PROBLEM REQUIREMENTS
Using the entries that follow, state how many lines contain "snow", with no other words.

DATASET EXTRACT

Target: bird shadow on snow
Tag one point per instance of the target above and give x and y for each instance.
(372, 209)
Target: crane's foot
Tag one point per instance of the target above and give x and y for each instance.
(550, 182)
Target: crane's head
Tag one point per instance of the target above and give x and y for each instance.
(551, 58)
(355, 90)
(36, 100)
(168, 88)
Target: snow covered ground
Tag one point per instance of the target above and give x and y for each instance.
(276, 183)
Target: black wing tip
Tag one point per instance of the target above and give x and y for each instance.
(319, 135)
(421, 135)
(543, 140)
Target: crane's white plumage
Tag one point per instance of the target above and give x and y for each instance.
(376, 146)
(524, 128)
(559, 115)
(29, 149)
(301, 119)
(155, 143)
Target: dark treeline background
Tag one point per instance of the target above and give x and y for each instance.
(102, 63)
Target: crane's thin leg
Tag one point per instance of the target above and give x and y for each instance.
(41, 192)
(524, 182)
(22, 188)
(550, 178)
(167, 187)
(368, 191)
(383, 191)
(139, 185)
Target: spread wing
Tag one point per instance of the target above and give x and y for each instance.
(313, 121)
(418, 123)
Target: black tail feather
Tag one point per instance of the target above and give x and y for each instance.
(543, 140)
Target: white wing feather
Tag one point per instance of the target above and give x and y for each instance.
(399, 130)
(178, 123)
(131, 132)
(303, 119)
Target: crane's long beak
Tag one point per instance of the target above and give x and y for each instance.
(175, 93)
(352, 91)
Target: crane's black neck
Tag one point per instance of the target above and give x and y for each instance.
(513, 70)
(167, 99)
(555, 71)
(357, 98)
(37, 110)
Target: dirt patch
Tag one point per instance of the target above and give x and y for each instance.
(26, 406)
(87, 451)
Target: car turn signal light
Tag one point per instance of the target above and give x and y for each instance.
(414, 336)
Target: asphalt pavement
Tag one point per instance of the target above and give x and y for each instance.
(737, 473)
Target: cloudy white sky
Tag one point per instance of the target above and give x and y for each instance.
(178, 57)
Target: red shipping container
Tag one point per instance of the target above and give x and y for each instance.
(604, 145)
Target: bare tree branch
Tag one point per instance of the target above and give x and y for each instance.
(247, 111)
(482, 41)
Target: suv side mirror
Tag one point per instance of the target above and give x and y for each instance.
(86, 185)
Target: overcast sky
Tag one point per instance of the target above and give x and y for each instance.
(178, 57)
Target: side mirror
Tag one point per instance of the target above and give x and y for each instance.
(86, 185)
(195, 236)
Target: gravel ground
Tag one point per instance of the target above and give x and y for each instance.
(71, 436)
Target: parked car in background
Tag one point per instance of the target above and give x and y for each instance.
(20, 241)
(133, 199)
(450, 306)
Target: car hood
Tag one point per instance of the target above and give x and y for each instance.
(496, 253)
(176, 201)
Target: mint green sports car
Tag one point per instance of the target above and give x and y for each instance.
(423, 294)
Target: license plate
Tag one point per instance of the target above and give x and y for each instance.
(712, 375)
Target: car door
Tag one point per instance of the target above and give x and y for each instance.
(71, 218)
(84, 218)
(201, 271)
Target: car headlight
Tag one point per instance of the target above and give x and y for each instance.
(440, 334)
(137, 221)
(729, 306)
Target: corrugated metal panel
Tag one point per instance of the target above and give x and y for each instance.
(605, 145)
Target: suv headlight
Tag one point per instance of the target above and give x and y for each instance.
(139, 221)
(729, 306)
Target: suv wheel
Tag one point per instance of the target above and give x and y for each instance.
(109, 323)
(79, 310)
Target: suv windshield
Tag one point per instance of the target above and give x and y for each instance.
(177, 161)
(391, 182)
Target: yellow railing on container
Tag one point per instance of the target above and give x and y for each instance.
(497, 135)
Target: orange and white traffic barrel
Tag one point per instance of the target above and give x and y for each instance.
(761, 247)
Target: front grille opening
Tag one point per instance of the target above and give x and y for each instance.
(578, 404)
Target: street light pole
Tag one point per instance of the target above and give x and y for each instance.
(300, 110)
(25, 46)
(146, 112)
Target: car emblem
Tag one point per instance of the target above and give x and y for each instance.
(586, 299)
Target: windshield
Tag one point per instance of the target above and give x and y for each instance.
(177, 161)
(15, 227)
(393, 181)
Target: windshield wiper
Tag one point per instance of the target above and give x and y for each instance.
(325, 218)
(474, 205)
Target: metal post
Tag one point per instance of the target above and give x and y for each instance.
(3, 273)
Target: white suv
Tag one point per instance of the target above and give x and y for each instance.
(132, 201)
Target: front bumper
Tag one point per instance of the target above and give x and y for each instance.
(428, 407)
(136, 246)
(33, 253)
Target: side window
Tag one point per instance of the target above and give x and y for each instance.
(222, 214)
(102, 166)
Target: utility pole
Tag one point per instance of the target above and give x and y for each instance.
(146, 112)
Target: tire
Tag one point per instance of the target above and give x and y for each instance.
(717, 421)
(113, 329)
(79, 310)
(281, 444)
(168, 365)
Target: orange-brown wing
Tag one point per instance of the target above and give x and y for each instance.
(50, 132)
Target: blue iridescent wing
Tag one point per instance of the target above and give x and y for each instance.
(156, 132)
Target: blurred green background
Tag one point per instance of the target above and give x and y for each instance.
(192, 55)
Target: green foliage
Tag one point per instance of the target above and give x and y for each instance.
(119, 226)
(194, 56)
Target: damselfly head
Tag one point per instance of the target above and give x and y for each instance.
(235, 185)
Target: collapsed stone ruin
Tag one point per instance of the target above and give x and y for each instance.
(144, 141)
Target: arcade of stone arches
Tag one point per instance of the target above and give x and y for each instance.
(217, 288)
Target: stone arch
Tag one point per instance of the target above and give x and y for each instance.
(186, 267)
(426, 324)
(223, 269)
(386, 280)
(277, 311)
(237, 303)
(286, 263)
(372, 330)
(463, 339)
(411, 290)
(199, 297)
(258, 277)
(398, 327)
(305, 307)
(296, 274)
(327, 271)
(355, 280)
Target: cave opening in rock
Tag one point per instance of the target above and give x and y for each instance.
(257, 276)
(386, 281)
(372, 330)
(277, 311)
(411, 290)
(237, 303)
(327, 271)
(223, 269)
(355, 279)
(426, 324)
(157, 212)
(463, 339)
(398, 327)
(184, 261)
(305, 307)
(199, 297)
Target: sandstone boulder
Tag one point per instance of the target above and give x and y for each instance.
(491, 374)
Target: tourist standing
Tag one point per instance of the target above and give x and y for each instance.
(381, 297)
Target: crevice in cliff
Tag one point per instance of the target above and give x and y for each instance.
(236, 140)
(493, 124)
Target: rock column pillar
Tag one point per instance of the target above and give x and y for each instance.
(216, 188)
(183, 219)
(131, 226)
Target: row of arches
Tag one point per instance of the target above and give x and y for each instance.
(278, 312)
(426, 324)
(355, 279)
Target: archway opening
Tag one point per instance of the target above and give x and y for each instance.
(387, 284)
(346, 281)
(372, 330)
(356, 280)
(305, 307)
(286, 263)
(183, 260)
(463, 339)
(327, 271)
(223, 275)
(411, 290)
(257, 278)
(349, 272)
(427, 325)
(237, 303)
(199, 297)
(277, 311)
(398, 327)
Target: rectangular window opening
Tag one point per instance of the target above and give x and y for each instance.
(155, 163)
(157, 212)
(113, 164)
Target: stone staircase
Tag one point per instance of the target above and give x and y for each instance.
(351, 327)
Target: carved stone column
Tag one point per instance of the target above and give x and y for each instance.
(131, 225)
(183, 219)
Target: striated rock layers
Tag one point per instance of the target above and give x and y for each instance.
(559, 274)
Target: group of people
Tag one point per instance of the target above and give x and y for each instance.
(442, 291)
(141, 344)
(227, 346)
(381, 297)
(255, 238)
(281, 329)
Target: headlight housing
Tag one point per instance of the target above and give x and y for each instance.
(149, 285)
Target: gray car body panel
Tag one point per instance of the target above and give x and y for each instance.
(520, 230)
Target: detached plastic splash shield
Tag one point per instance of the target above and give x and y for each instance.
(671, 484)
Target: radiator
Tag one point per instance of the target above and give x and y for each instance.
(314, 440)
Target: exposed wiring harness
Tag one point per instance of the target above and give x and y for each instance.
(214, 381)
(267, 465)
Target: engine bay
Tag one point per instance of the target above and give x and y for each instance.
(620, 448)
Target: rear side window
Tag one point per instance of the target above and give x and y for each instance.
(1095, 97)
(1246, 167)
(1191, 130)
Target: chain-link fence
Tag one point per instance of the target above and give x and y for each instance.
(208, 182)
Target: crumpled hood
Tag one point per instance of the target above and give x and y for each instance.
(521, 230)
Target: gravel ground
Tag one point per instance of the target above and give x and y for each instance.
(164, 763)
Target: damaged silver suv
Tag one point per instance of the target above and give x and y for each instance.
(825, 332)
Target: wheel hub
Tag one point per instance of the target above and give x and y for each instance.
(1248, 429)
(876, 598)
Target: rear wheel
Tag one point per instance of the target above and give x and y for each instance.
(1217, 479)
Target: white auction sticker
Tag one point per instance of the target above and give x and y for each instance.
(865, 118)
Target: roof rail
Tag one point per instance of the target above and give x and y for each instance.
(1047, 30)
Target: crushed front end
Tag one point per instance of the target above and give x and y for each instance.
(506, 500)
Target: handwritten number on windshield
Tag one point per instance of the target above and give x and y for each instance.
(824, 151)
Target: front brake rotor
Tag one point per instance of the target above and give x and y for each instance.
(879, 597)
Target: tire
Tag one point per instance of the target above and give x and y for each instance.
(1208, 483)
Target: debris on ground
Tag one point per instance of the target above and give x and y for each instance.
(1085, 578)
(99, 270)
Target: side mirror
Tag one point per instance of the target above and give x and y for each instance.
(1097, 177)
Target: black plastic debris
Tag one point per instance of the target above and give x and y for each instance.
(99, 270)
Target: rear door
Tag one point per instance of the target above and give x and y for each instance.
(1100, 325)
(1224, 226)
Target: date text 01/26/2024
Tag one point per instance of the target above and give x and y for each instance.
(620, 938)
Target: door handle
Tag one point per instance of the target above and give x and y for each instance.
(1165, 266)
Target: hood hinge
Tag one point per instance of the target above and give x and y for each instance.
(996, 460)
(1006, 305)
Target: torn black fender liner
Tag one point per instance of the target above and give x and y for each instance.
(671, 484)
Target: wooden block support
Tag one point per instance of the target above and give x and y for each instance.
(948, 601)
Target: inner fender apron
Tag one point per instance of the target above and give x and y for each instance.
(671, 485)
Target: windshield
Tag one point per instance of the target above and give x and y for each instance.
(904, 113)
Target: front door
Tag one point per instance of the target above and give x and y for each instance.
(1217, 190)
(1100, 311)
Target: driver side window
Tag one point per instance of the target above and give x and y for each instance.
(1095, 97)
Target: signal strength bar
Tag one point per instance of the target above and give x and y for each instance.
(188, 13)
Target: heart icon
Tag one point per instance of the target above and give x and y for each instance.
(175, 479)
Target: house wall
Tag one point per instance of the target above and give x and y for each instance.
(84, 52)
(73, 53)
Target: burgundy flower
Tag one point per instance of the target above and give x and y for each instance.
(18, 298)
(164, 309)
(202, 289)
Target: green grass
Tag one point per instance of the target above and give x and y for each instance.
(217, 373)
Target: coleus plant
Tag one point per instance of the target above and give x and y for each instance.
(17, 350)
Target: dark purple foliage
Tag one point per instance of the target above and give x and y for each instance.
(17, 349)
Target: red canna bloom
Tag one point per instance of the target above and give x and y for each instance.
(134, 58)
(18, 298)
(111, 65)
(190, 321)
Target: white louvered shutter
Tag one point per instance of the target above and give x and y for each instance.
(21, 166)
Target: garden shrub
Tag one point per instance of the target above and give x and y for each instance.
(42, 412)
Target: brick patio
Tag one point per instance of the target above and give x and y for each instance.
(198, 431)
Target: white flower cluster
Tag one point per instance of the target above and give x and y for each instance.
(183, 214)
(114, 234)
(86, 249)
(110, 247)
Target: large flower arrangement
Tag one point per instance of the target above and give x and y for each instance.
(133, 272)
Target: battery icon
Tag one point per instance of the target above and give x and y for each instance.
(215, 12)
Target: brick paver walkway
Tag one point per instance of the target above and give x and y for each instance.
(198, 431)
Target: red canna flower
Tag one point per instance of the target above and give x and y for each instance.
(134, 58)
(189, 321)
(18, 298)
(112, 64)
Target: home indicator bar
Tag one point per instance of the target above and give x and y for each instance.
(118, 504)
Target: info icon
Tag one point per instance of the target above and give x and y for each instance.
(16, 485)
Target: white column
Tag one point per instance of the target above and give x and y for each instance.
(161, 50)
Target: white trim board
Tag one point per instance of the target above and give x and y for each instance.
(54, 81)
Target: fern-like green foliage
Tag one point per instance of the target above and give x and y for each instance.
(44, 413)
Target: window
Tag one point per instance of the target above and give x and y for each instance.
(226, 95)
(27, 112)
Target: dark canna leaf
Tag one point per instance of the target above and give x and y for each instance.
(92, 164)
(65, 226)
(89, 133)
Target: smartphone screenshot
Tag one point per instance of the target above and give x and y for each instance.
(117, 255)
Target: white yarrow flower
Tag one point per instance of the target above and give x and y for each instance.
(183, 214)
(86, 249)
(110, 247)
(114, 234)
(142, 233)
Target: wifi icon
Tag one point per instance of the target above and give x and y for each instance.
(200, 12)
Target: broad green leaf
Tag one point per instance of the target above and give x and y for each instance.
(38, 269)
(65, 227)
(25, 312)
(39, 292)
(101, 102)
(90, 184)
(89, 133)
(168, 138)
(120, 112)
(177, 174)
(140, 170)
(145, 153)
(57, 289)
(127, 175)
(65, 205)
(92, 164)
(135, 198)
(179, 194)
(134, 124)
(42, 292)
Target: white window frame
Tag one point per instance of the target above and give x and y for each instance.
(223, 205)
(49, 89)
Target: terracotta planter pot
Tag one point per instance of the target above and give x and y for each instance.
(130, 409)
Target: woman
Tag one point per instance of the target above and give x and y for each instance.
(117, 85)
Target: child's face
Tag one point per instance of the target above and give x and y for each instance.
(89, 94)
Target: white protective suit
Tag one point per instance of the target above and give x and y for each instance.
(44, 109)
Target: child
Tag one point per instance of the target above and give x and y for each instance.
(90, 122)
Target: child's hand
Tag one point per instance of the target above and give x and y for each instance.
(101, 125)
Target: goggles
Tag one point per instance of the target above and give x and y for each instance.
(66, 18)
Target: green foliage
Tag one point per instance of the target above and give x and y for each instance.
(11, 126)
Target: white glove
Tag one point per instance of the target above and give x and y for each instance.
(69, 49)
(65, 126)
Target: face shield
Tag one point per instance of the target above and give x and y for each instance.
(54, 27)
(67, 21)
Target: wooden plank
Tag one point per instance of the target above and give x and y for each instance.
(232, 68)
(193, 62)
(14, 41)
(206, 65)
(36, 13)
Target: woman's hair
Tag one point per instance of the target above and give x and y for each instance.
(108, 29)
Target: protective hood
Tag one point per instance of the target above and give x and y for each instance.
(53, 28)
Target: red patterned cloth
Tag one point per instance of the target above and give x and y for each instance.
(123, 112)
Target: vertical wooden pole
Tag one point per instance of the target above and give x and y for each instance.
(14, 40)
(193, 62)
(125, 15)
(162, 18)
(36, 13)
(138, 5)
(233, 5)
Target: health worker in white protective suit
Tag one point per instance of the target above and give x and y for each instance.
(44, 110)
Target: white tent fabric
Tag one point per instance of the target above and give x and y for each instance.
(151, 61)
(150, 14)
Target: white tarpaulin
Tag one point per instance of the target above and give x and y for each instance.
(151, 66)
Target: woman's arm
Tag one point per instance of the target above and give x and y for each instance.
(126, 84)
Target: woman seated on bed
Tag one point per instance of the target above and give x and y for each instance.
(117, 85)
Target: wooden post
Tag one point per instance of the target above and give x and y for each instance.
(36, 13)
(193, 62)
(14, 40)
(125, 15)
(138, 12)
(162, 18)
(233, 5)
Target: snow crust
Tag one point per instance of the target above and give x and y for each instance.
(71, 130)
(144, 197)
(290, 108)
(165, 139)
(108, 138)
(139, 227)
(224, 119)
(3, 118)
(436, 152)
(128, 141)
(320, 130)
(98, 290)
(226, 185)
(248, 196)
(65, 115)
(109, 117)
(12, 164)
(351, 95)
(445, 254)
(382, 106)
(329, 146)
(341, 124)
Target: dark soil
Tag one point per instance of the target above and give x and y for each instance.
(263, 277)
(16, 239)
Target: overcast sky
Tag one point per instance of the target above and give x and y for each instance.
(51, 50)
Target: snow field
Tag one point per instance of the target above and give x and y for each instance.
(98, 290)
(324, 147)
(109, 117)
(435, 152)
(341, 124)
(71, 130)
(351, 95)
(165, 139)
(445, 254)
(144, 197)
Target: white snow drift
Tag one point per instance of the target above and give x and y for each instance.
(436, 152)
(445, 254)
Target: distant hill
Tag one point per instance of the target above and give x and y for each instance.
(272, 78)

THE COMPLETED TASK
5